- [What you are asked to do] Reproduce the entries from their start through the line containing "[[92, 53, 120, 82]]", inclusive, increasing every bounding box coordinate in the answers by 80. Keep all other text unchanged, including the sample box in the format note.

- [Data section]
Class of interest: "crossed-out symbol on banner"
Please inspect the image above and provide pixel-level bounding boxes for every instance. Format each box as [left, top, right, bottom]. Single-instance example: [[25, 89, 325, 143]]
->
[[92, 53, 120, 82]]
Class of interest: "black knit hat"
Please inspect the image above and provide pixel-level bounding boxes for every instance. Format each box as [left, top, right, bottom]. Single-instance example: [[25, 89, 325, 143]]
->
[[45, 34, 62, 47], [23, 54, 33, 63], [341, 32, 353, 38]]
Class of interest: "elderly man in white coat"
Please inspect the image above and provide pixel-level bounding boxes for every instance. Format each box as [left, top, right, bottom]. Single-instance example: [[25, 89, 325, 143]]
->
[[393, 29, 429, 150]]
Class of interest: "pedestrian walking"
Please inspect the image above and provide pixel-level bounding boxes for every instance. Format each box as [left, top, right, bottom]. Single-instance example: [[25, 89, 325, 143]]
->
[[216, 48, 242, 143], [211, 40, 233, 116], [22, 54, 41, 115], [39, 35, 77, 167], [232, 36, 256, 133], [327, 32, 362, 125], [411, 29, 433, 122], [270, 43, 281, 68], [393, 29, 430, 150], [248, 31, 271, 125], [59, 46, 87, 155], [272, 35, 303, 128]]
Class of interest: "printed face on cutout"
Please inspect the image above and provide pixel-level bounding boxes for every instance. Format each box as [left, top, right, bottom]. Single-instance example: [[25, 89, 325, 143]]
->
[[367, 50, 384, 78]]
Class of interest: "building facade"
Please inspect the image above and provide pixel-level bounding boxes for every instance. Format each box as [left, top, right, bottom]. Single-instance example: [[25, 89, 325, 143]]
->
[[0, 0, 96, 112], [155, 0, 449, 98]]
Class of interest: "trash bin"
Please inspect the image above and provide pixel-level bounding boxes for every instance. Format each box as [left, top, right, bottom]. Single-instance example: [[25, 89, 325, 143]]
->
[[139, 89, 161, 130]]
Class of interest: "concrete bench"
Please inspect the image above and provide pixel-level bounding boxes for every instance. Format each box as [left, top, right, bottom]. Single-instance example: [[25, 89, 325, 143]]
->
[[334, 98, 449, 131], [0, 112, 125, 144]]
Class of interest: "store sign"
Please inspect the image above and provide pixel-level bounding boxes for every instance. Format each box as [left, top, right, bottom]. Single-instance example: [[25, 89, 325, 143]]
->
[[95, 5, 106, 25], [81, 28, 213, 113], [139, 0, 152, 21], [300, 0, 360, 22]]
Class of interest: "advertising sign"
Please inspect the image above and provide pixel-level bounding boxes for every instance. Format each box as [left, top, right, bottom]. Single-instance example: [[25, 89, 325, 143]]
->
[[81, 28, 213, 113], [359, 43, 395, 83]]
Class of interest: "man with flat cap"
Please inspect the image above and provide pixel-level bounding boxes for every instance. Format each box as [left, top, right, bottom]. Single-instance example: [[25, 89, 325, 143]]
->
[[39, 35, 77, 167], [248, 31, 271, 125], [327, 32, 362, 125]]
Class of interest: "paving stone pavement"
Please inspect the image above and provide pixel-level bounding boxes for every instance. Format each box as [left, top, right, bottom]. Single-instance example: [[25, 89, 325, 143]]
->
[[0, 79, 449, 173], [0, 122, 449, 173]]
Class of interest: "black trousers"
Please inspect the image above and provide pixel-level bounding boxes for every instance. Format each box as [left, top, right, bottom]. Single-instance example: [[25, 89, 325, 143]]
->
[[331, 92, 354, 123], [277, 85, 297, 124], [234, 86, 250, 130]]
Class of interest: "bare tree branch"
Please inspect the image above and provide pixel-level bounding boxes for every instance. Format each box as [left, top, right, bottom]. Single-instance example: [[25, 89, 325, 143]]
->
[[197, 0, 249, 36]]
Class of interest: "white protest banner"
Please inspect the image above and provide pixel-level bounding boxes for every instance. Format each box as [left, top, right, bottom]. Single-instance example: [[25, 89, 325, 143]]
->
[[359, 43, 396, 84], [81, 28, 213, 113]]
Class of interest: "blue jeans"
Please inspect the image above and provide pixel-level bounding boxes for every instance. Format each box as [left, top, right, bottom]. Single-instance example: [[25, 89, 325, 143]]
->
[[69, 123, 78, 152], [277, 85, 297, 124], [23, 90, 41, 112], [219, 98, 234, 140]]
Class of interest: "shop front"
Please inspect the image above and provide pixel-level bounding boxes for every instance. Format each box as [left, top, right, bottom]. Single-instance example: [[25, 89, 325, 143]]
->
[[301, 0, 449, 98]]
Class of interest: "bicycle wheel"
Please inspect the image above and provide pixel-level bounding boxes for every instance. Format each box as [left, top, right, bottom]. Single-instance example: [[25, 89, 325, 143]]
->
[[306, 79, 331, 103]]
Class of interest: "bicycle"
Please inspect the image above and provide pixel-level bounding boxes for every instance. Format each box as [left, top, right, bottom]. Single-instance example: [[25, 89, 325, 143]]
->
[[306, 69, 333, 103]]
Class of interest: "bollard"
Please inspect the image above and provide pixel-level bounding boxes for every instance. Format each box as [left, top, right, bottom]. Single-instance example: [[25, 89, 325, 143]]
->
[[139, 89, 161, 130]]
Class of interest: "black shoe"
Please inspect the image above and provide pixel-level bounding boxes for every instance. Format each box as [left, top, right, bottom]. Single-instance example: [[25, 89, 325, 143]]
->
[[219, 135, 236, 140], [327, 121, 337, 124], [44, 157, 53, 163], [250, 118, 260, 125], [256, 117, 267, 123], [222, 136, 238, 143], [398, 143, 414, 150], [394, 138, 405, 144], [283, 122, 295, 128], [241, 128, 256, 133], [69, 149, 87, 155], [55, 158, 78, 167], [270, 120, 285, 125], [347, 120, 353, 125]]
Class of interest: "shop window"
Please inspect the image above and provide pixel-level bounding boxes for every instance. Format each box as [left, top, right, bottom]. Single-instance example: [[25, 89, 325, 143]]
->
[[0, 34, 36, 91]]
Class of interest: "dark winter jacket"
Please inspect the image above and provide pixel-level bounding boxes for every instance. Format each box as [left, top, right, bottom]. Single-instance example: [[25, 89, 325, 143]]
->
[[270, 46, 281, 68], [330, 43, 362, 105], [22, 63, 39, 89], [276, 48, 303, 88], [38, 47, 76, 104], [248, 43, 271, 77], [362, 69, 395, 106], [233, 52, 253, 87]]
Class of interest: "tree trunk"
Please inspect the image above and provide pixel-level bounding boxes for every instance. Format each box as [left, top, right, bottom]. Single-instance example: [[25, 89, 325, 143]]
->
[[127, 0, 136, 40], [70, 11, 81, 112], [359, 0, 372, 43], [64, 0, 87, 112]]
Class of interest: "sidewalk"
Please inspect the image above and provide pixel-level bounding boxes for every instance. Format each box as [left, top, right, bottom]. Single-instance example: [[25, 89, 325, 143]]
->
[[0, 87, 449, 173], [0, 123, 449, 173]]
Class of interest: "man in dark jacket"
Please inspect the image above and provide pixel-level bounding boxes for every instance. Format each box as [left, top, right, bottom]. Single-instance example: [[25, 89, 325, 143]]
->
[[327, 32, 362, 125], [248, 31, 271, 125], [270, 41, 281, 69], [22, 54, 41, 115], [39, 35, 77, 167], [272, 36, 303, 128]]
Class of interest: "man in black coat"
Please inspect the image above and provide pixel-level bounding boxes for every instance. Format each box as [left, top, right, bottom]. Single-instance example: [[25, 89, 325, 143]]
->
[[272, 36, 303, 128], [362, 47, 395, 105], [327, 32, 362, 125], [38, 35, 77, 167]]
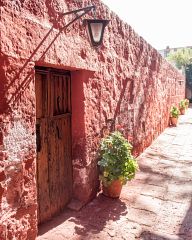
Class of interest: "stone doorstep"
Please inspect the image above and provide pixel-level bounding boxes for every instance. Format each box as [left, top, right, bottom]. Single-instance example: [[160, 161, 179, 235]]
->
[[67, 198, 86, 211]]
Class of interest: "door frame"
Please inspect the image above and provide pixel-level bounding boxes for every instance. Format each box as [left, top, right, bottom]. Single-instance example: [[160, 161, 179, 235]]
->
[[35, 66, 73, 224]]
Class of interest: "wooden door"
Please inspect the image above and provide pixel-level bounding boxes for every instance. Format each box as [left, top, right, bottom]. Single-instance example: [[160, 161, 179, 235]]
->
[[36, 69, 72, 223]]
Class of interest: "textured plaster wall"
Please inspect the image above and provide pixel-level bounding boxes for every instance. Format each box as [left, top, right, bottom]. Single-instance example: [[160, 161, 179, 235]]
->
[[0, 0, 185, 237]]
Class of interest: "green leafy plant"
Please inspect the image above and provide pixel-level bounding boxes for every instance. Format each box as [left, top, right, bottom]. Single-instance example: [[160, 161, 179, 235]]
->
[[98, 131, 138, 186], [179, 99, 186, 108], [167, 48, 192, 69], [170, 106, 180, 118]]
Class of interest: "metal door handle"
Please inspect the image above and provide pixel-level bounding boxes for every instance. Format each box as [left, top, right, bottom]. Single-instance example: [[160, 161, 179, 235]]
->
[[56, 126, 62, 139]]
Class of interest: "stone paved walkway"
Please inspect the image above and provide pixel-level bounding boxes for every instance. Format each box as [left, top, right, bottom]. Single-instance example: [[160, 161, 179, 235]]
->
[[37, 109, 192, 240]]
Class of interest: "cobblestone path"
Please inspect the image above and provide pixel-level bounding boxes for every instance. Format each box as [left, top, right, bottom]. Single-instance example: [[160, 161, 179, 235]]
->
[[37, 109, 192, 240]]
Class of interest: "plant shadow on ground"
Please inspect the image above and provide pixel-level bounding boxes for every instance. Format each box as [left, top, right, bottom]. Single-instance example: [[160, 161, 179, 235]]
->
[[38, 194, 127, 239], [70, 194, 127, 236]]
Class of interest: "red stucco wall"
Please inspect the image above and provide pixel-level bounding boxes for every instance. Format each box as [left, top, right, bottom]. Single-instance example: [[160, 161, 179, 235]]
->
[[0, 0, 185, 239]]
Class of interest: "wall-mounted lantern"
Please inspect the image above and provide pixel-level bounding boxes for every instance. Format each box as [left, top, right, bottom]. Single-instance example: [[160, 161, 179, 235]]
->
[[60, 6, 109, 47], [84, 19, 109, 47]]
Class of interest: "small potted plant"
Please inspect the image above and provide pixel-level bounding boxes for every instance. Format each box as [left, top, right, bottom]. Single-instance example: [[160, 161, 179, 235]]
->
[[170, 106, 180, 127], [98, 131, 138, 198], [185, 98, 189, 109], [179, 99, 186, 115]]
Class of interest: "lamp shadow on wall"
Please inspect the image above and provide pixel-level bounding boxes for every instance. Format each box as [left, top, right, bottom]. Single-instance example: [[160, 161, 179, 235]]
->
[[1, 16, 66, 113]]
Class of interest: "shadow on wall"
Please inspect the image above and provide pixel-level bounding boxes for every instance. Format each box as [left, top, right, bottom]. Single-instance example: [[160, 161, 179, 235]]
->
[[0, 13, 70, 113]]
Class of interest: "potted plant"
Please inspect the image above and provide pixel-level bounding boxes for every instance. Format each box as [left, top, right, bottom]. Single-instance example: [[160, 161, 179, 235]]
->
[[185, 98, 189, 109], [179, 99, 186, 115], [98, 131, 138, 198], [170, 106, 180, 127]]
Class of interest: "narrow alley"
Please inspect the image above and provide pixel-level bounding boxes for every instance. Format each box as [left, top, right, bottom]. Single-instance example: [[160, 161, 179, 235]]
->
[[37, 109, 192, 240]]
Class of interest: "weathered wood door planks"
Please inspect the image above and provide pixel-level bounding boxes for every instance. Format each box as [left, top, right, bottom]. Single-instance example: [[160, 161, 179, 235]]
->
[[36, 69, 72, 223]]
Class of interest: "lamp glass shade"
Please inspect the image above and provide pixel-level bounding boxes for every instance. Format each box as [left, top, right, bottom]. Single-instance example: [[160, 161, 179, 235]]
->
[[84, 19, 109, 46]]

- [Response]
Class of interest: "crossed-out symbol on banner"
Please inspect the image above and provide pixel-level bounding boxes for every instance. Format each box as [left, top, right, bottom]. Single-instance example: [[25, 89, 325, 143]]
->
[[172, 133, 200, 162]]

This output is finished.